(BRIEF):
Could you repeat every record below exactly as written?

Saved data entries:

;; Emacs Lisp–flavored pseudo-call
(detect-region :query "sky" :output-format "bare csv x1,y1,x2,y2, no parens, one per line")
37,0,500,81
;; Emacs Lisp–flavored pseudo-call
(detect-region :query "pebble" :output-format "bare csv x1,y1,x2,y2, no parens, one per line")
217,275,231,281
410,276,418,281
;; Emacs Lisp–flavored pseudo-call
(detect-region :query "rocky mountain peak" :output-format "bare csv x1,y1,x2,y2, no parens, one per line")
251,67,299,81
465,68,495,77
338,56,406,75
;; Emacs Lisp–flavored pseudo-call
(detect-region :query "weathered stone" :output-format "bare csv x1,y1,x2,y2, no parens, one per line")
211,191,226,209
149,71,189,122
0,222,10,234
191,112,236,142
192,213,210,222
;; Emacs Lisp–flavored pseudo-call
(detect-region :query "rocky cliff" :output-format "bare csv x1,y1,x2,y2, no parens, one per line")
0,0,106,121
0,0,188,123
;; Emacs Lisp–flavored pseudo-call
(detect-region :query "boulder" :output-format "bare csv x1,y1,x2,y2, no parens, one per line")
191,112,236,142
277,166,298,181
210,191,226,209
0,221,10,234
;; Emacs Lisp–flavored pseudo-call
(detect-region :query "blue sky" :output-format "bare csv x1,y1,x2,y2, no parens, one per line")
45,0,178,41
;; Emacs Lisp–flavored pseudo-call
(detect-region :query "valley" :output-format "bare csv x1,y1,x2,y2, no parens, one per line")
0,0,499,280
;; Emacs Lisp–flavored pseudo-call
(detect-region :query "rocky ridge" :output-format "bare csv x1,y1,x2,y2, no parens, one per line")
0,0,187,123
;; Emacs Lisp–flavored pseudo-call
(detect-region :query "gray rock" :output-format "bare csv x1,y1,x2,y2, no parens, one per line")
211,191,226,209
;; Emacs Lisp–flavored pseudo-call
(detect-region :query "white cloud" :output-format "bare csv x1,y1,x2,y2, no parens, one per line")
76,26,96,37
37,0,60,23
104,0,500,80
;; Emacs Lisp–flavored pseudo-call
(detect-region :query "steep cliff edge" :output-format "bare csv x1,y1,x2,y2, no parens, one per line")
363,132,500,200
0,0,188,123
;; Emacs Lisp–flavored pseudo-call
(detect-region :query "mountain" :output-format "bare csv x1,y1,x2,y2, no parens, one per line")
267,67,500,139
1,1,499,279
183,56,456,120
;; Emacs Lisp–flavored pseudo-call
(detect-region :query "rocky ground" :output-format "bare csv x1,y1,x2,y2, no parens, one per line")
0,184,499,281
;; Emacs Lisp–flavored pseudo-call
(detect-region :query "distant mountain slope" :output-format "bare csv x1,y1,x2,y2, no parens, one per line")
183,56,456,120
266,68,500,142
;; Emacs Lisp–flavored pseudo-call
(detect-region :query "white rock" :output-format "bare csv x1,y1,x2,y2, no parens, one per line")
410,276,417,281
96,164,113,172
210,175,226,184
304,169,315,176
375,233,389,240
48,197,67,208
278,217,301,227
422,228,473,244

(TASK RESULT):
;; Emacs Lisp–flavored pseudo-call
(detect-region :query "sky" :output-format "bare csv x1,y1,x2,y2, no parens, one per line")
37,0,500,81
;; Emacs Lisp–flavored pseudo-call
(detect-region :query "pebble" :output-format "bare csv x1,y1,x2,y2, no parens, one per line")
217,275,231,281
410,276,418,281
;; Emacs Lisp–flavored pseudo-call
(detect-region :query "rocky mountain peak" :output-format "bare csv x1,y1,x2,y2, no parens, one per line")
251,67,299,81
465,68,495,77
338,56,406,75
;; Emacs Lisp–flavored pseudo-call
(detect-region :query "weathered stone" :output-format "bare csv x1,y1,x2,y2, no parens, one per line")
211,191,226,209
149,71,189,122
0,222,10,234
191,112,236,142
192,213,210,222
;; Emacs Lisp–flavored pseudo-call
(detect-region :query "rocky cliff" :output-format "bare csv x1,y1,x2,y2, no parens, one per line")
0,0,106,121
0,0,188,123
;; Emacs Lisp–flavored pseudo-call
(detect-region :query "boulder" :output-format "bare csv x1,y1,x2,y2, no parens, one per line")
191,112,236,142
277,166,298,181
210,191,226,209
0,221,10,234
;; Emacs Lisp–flavored pseudo-call
(detect-region :query "blue sky" :output-format "bare csv x1,y1,x2,y2, no parens, one per line")
45,0,178,41
;; Emacs Lisp–flavored pseudo-call
(detect-region :query "valley" :output-format "bare csv x1,y1,x2,y2, no parens, one per line")
0,0,499,280
;; Emacs Lisp–flavored pseudo-call
(detect-region :query "rocky ridge" :output-format "bare csv x1,y1,x2,y2, no parens, one per line")
0,0,187,123
;; Emacs Lisp–flavored pseudo-call
(detect-region :query "gray rock" :output-format "bare csv x1,y1,x2,y2, no parens, one per line")
211,191,226,209
;; Emacs Lisp–flavored pseudo-call
(detect-region :query "white cloud" :output-format "bare csv x1,y1,x2,y2, no parens, one per line")
76,26,96,37
37,0,60,23
104,0,500,80
;; Emacs Lisp–flavored pseudo-call
(detect-region :query "steep cliff edge" :output-format "bare csv x1,y1,x2,y2, no parens, one per line")
363,132,500,200
0,0,188,123
;; Emacs Lisp–flavored pseudo-call
(detect-region :query "mountain" :output-format "bare csv x1,y1,x2,y2, no parens, one per line")
267,67,500,139
1,1,499,279
183,56,456,120
;; Emacs Lisp–flavored pseudo-call
(detect-region :query "rocky ground" :output-format "bare csv x1,y1,x2,y2, no parens, one per line")
0,184,499,281
;; Emacs Lisp–flavored pseudo-call
(detect-region :query "distant mountain slope" :output-format "bare csv x1,y1,x2,y2, no parens, one per line")
183,56,456,120
266,68,500,142
;; Emacs Lisp–flavored pseudo-call
(detect-region :query "white rock" :output-format "bare csv x1,y1,x2,y2, no parens, one per line")
410,276,417,281
96,164,113,172
210,175,226,184
304,169,315,176
375,233,389,240
48,197,67,208
278,217,301,227
422,228,473,244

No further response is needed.